Records from a pointing dataset:
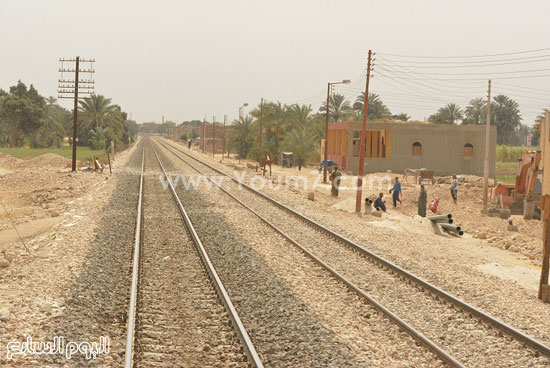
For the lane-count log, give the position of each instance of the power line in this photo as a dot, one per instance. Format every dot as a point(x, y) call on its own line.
point(465, 64)
point(528, 88)
point(463, 56)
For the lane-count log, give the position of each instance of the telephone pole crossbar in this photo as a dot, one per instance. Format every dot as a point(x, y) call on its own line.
point(69, 88)
point(361, 170)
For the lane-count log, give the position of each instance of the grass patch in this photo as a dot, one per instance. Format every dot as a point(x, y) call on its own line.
point(511, 153)
point(82, 153)
point(506, 172)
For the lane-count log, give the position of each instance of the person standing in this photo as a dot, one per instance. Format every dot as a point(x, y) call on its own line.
point(379, 203)
point(422, 201)
point(396, 192)
point(454, 189)
point(335, 179)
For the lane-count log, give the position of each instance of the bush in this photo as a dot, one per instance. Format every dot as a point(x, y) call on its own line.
point(511, 153)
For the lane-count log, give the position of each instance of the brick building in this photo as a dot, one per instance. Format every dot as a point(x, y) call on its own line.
point(446, 149)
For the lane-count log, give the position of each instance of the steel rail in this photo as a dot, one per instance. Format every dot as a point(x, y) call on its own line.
point(415, 334)
point(519, 335)
point(250, 350)
point(130, 331)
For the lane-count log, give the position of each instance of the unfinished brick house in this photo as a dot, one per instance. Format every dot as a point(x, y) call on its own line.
point(446, 149)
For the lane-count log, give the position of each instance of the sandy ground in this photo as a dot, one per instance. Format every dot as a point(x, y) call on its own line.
point(510, 256)
point(57, 214)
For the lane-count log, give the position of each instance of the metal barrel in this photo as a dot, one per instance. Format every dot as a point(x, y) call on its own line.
point(452, 228)
point(444, 221)
point(454, 232)
point(440, 217)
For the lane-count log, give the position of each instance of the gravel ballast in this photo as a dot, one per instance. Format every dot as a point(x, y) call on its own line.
point(180, 321)
point(295, 312)
point(470, 341)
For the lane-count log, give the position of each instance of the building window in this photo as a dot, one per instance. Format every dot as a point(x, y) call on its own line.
point(468, 150)
point(356, 143)
point(417, 149)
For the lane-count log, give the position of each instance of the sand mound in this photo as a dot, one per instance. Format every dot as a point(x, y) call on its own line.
point(49, 160)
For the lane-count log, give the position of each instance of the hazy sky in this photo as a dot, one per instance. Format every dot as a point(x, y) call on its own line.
point(187, 59)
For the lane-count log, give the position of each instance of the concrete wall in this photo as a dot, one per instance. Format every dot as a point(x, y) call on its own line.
point(442, 149)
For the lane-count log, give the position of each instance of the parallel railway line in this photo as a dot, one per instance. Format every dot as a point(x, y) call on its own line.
point(179, 312)
point(440, 321)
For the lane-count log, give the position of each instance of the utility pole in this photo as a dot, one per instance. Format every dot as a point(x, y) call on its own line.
point(223, 149)
point(544, 288)
point(345, 81)
point(361, 170)
point(68, 88)
point(213, 135)
point(203, 144)
point(261, 120)
point(487, 143)
point(325, 159)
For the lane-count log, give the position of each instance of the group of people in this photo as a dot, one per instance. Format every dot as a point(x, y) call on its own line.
point(397, 192)
point(422, 201)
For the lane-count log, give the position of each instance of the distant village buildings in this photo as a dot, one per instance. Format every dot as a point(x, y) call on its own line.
point(445, 149)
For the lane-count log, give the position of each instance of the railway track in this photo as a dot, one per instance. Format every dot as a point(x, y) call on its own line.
point(458, 332)
point(179, 312)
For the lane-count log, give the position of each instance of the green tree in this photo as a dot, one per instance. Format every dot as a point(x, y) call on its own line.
point(97, 139)
point(240, 137)
point(339, 108)
point(274, 123)
point(402, 117)
point(475, 112)
point(20, 112)
point(448, 114)
point(377, 109)
point(97, 111)
point(301, 142)
point(506, 116)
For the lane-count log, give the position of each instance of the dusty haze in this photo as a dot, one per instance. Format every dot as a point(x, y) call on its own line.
point(187, 59)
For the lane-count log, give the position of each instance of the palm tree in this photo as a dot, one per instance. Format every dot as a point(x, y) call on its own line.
point(377, 109)
point(448, 114)
point(507, 118)
point(273, 123)
point(301, 142)
point(475, 111)
point(241, 136)
point(300, 115)
point(339, 108)
point(97, 111)
point(51, 101)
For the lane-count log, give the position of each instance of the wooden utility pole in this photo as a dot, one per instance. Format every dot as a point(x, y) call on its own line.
point(544, 288)
point(361, 170)
point(487, 144)
point(213, 135)
point(203, 144)
point(261, 121)
point(223, 132)
point(70, 89)
point(75, 112)
point(325, 159)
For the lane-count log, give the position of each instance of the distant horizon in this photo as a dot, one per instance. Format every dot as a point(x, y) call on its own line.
point(185, 60)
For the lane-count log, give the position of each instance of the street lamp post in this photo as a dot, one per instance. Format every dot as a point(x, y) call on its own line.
point(325, 159)
point(241, 110)
point(240, 118)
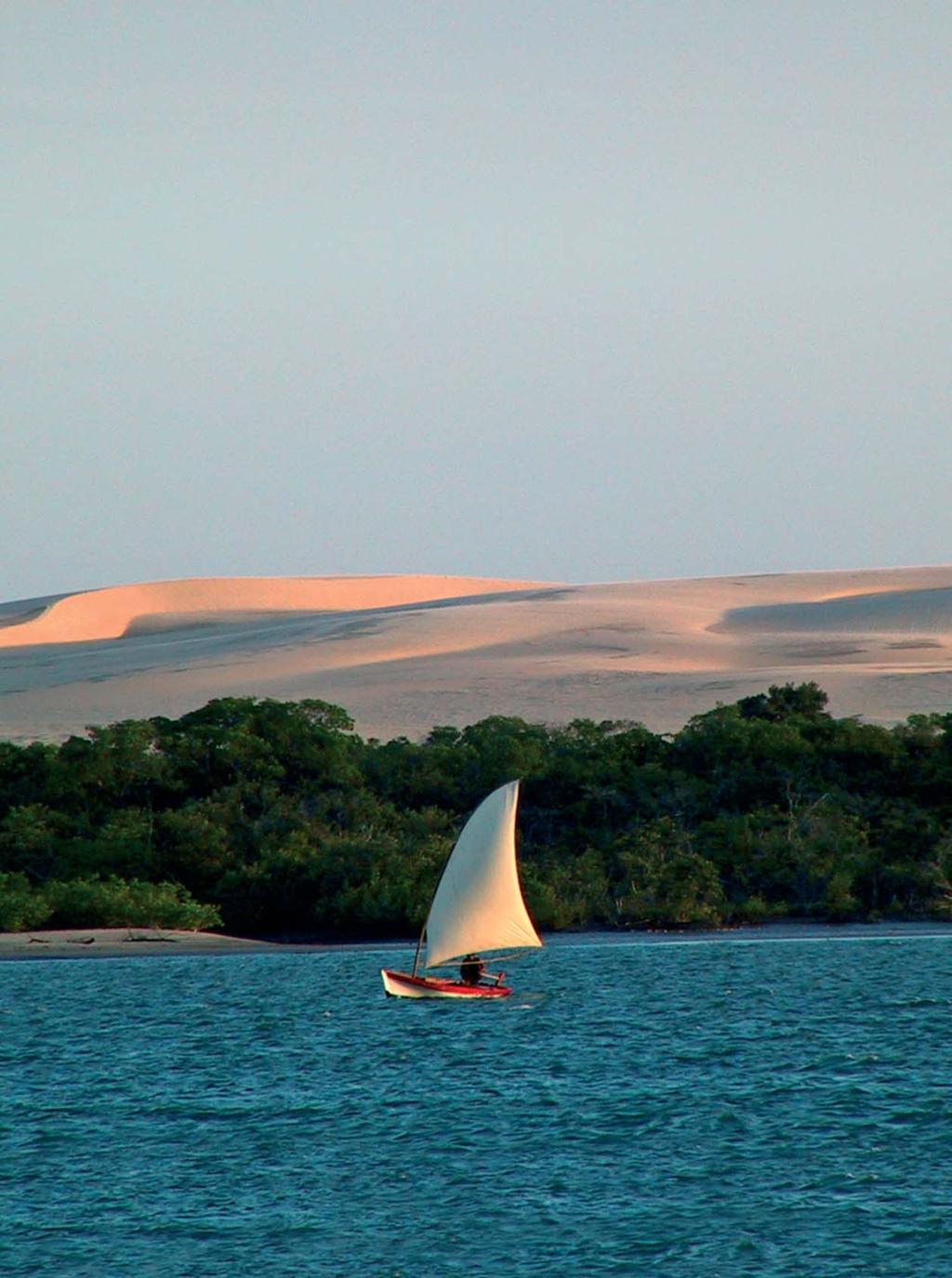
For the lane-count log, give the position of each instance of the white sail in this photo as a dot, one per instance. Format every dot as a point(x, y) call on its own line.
point(478, 903)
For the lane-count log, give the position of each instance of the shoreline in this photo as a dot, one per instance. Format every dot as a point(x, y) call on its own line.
point(163, 942)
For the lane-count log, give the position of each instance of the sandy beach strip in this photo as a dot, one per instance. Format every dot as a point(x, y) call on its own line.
point(151, 942)
point(161, 942)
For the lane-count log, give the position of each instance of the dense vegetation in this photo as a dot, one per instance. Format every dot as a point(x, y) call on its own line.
point(275, 818)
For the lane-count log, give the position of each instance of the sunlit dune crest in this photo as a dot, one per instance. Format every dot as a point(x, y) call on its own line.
point(114, 611)
point(404, 653)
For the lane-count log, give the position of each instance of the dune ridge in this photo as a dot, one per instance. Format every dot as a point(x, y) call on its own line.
point(404, 653)
point(112, 611)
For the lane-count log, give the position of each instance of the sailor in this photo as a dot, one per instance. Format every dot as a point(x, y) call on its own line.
point(471, 970)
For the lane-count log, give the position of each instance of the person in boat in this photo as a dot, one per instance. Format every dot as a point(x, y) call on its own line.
point(471, 970)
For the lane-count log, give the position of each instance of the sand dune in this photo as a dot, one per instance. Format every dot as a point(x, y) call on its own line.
point(116, 611)
point(404, 653)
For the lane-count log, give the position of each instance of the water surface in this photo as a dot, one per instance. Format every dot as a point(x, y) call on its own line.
point(699, 1110)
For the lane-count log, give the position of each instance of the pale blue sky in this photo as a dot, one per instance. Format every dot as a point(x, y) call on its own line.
point(555, 290)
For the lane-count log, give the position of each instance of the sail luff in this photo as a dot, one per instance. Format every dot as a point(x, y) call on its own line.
point(478, 903)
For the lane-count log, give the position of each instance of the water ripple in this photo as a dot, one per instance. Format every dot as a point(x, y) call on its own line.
point(684, 1111)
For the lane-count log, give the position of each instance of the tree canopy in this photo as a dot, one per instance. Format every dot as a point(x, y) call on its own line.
point(275, 818)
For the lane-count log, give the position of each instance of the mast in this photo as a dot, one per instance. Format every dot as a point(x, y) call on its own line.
point(419, 946)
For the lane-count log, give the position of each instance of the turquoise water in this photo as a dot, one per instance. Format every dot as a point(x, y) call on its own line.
point(720, 1108)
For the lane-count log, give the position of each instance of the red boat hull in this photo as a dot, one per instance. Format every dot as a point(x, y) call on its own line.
point(400, 984)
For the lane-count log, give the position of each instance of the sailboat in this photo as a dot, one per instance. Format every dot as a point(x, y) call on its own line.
point(477, 906)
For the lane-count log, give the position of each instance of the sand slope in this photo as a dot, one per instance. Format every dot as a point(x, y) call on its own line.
point(404, 653)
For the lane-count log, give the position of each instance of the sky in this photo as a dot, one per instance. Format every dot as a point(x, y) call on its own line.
point(570, 292)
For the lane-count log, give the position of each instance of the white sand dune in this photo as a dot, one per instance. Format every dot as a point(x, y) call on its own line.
point(404, 653)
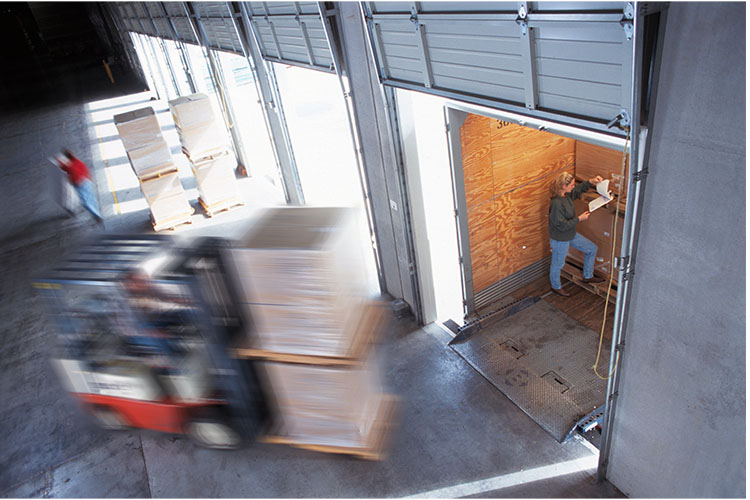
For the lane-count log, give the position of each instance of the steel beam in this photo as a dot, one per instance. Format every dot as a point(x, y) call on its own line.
point(305, 37)
point(422, 46)
point(528, 58)
point(273, 31)
point(337, 58)
point(216, 76)
point(183, 57)
point(275, 121)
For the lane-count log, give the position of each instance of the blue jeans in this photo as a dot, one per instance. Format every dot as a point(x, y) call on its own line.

* **Exercise aim**
Copy the lines of the records above, starting at the line that contains "the sand slope" and ending with the last line of the records. Leave the pictures out of your copy.

* **Exercise solution**
For the lane-count log, give the position of each instance of the sand slope in this photo as a dot, one per instance. Format every dot as a point(x, y) call on its own line.
point(404, 653)
For the lane-count log, give the position of each instance of the sky in this photo as a dot, one per instance. Format every dot as a point(x, y) call on its own line.
point(570, 292)
For the lane-count log, give the position of each instance of the white sand dune in this photo as a dot, one per instance. Format every dot as a point(x, y) call on its own line.
point(404, 653)
For the lane-count log, give the position of each instance of the steel beam in this photo as a dot, one per instance. Format every dot as a point(x, y) call on its own line.
point(305, 37)
point(422, 46)
point(528, 58)
point(273, 31)
point(337, 58)
point(216, 76)
point(183, 57)
point(275, 121)
For the lane-count log, give the position of each instance of the blue jeans in this photo as a dot, one per instance. Format every dot as a point(x, y) call on its own line.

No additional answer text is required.